[SEITENAUSZUG]
<<<<

Die deutschen Intellektuellen scheinen dem zuzustimmen, allerdings aufgrund von interkulturellem Dialog und Rechtlichkeit – eine Basis, welche die Kollegen in den USA gerade in Gefahr sehen. Unverkennbar unterscheiden sich beide Positionen, obwohl sie von derselben Sache zu handeln scheinen, dadurch, dass die Amerikaner mit militaerischen Mitteln verteidigen wollen, was die Deutschen unbefragt fuer gegeben halten, dass naemlich Politiker guten Willens allezeit zu Verhandlungen bereit sind.

Dass die Lage etwas schwieriger ist, kann man einer Entgegnung gegen das amerikanische Manifest entnehmen, die muslimische Intellektuelle, ueberwiegend Professoren aus dem Nahen Osten, unter dem Titel „How we can coexist“ (Wie wir zusammenleben koennen – ebenfalls zu lesen unter propositionsonline.com) veroeffentlicht haben. Sie spitzen den Gegensatz zwischen dem Islam und der saekularisierten Kultur des Westens soweit zu, dass sie feststellen: Die islamische Kultur muss ihrem Wesen nach auch das Politische dominieren und kann nur unter diesem Dach andere Religionen bzw. Minderheiten tolerieren. Damit ist fuer jeden Nichtmoslem der Konflikt zwischen Loyalitaet zum Staat und Abgrenzung von der Religion, die diesen Staat praegt, vorprogrammiert. Sowohl die amerikanischen als auch die deutschen Intellektuellen gehen umgekehrt von dem aus, was Europa sich seit der Reformation muehevoll erworben hat, dass es diesen Konflikt nicht geben kann, weil die genannten Grundwerte nicht religioes sondern aus der Natur des Menschen begruendet werden. Deshalb geht die Treue zu dem Staat, der die Religionsfreiheit garantiert, vor die Religion, ohne Ruecksicht darauf, ob der Einzelne einer Mehrheit oder einer Minderheit angehoert. Sowohl der interkulturelle Dialog als auch die machtvolle Verteidigung der Freiheit setzen diese Saekularisierung voraus, die von den muslimischen Autoren abgelehnt wird. Waehrend die Westler die saekularisierten Menschenrechte propagieren, laden ihre islamischen Partner ein, den Islam als Basis aller Rechte zu sehen. Gerade aus dieser islamischen Position wird klar, warum die deutschen an den amerikanischen Kollegen vorbeireden – sie befassen sich mit sich selbst.

>>>>

[ZIEL 1]
Unter welchem Titel haben die muslimischen Intellektuellen laut dem Text über die Manifeste der Intellektuellen ihre Entgegnung veröffentlicht?
[ZIEL 2]
Bitte setze den Text über die Manifeste der Intellektuellen nach seinem letzten Satz fort.

[BEREITGESTELLTES MATERIAL]
<<<<

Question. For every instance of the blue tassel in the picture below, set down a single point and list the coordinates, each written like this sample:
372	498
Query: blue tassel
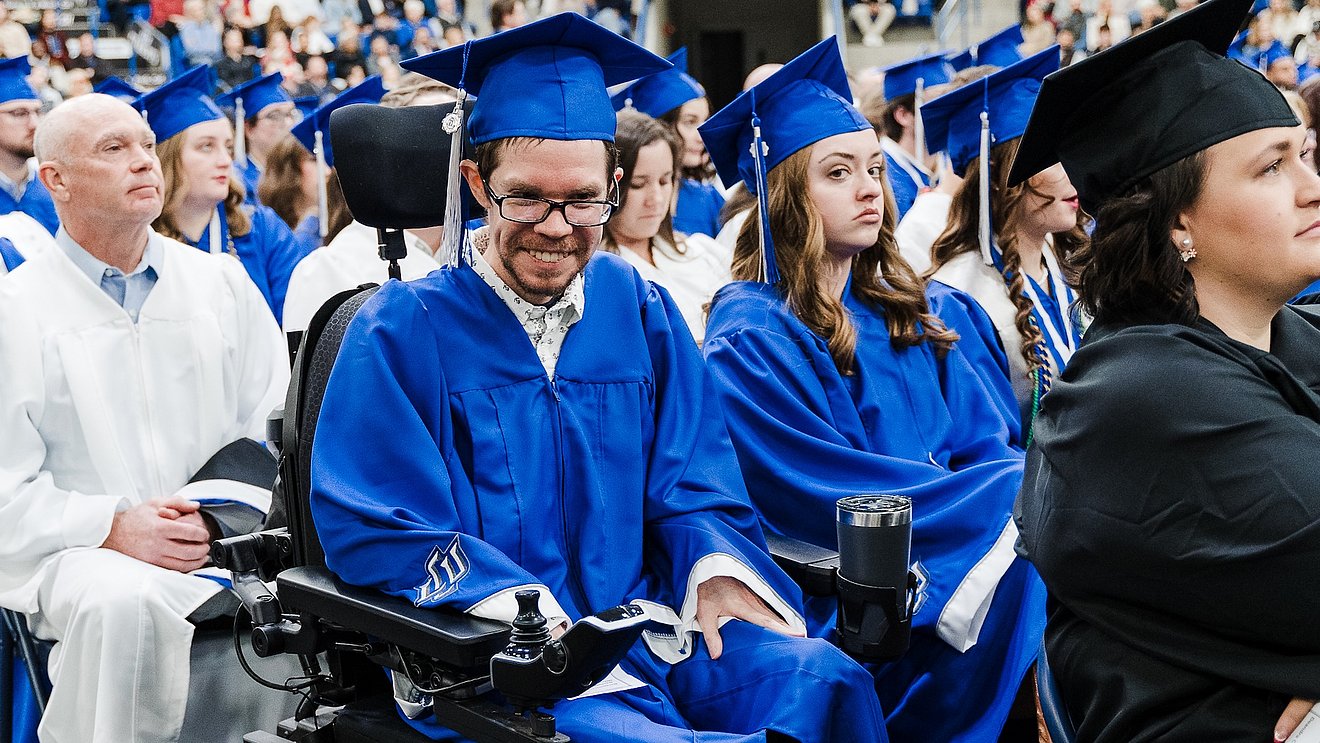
770	269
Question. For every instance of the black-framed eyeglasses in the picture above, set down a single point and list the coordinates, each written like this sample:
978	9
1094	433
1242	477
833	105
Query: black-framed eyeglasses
532	210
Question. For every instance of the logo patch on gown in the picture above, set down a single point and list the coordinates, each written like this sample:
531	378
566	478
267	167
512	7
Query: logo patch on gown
445	569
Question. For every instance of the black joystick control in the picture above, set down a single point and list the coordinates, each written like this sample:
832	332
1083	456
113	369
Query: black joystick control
529	624
535	671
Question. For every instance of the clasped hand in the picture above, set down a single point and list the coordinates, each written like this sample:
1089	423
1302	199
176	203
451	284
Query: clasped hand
729	597
168	532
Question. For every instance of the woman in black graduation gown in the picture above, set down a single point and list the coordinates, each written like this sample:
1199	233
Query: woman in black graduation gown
1172	499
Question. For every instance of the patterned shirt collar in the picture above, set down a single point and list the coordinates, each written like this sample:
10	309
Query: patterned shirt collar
545	326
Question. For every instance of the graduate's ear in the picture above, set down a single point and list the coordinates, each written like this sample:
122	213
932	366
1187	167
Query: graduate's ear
474	182
1182	232
904	118
50	177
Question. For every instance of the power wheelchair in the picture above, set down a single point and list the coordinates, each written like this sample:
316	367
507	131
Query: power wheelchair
485	680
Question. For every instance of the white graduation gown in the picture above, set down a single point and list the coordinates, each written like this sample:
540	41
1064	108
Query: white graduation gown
27	234
692	277
920	227
351	259
968	273
98	413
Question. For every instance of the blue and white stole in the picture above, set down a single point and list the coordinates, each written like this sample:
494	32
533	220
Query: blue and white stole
218	234
1051	310
9	255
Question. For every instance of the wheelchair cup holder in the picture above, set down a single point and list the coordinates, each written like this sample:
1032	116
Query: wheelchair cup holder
875	623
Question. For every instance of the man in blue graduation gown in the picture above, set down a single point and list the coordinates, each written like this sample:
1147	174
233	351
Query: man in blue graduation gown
540	417
20	108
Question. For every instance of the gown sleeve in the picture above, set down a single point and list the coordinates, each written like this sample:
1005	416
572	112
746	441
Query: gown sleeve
382	492
281	254
698	520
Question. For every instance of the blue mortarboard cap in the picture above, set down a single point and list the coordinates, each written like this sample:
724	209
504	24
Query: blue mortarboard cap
256	95
544	79
118	87
803	103
999	49
367	91
180	103
953	120
900	79
961	61
659	94
13	81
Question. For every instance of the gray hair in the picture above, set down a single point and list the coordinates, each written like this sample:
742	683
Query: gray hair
58	128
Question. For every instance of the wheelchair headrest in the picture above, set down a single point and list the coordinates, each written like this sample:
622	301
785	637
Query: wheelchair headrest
394	164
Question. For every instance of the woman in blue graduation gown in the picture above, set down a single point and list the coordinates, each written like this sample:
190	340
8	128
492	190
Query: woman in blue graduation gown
837	379
677	99
203	199
1171	502
1019	273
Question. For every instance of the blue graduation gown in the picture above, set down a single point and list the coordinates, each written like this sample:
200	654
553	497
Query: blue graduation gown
251	180
978	343
698	206
268	254
36	203
606	483
906	422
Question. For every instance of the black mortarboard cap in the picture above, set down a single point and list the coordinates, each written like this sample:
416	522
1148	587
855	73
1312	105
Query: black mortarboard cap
1149	102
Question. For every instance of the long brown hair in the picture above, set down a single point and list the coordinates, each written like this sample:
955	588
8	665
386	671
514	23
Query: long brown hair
170	153
635	131
281	180
337	206
704	172
881	277
1131	272
1006	213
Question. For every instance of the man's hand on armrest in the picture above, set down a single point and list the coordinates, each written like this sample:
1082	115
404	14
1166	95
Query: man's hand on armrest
729	597
168	532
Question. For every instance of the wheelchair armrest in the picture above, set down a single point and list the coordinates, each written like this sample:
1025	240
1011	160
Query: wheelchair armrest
458	640
812	568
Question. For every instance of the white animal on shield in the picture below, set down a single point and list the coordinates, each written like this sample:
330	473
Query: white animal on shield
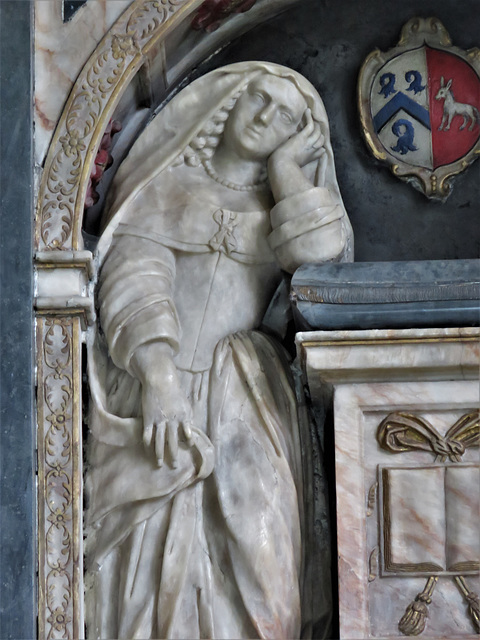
452	108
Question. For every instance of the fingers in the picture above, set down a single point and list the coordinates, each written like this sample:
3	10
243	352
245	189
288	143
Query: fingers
148	434
187	429
173	442
166	438
160	443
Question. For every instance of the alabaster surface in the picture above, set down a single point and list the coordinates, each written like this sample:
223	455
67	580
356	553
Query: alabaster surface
195	487
403	516
61	50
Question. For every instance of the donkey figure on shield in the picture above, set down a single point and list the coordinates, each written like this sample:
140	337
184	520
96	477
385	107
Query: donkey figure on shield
452	108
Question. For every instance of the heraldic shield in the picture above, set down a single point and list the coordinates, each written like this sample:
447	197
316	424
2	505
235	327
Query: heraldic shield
420	106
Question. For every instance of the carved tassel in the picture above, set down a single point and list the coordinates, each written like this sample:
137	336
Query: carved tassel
415	617
473	601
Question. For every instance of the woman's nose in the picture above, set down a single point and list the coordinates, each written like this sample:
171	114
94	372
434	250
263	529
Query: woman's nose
265	115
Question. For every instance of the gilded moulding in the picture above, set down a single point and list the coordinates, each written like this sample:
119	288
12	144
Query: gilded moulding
419	107
60	595
90	106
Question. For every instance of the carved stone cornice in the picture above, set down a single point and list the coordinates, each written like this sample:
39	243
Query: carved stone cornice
63	285
91	104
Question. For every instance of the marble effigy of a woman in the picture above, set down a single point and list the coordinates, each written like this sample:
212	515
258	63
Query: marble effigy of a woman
194	476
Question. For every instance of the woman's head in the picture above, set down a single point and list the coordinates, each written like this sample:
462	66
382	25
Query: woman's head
266	114
254	122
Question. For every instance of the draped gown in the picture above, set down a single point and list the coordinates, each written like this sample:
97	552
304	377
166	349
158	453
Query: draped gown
211	548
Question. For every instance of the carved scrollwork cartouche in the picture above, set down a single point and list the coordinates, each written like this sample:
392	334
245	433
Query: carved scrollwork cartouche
87	112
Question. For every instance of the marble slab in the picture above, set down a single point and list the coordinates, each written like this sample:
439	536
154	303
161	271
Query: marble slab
407	522
17	387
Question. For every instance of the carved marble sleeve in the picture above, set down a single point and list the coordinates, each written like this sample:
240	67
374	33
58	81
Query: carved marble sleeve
310	226
136	304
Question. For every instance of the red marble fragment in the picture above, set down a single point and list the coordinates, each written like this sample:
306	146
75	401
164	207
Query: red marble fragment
212	12
103	160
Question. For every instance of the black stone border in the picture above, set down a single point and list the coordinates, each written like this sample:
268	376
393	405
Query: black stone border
18	600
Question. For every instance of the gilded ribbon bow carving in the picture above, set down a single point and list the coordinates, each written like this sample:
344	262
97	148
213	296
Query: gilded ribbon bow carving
401	431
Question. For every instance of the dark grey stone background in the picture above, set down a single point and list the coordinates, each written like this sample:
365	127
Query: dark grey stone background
17	436
327	41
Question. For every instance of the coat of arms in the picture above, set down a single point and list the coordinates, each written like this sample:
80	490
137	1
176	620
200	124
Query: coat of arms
420	106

>>>>

[SCHRIFTLICHE ANTWORT 1]
Unter dem Titel „How we can coexist“ (Wie wir zusammenleben können).

[SCHRIFTLICHE ANTWORT 2]
Eine Gemeinsamkeit besteht zwischen der islamischen Kritik und dem amerikanischen Manifest: beide gehen von gesicherten Werten aus, zu denen man sich bekennen muss und die daher der Verteidigung Wert sind. Im Gegensatz dazu relativieren die deutschen Kritiker eben die Grundpositionen, die Menschenrechte, zu blossen „Spielregeln des Zusammenlebens der Voelker“. Dies wird besonders deutlich an der amerikanischen Antwort. Demnach gibt es nur vier moegliche Haltungen gegenueber dem Krieg: Pazifismus (jeder Krieg ist schlecht), Realismus (Krieg ist Sache der Macht und indifferent gegen moralische Ueberlegungen), Heiliger Krieg/Kreuzzug (eine hoehere Instanz gebietet Kampf gegen Andersdenkende), gerechter Krieg (Selbstverteidigung). Die deutschen Intellektuellen muessen sich fragen lassen, welche Option sie vorziehen, denn offenbar sind sie keiner der Positionen zuzuordnen. Einerseits erwarten amerikanische Intellektuelle eine klare Standortbestimmung, von der aus man argumentieren und handeln kann, andererseits weichen die deutschen aus in unbestimmte Appelle an Gerechtigkeit und Offenheit. Die amerikanischen Kollegen beanspruchen, eine klare moralische Begruendung fuer den Antiterrorkrieg gegeben zu haben, wogegen die deutschen von einer diffusen Moralitaet aus ihr Unbehagen pflegen.

Jedoch muss man auch feststellen, dass die vier Optionen nicht vollstaendig sind, denn in der sogenannten realistischen Position verbirgt sich die radikal-politische, machiavellistische Einstellung, wonach jeder Kampf um Macht nicht nur jenseits der Moral liegt, sondern sich sogar als Mittel zum Zweck moralischer Appelle bedienen kann. Das zu uebersehen ist vielleicht die Ursache des transatlantischen Missverstaendnisses.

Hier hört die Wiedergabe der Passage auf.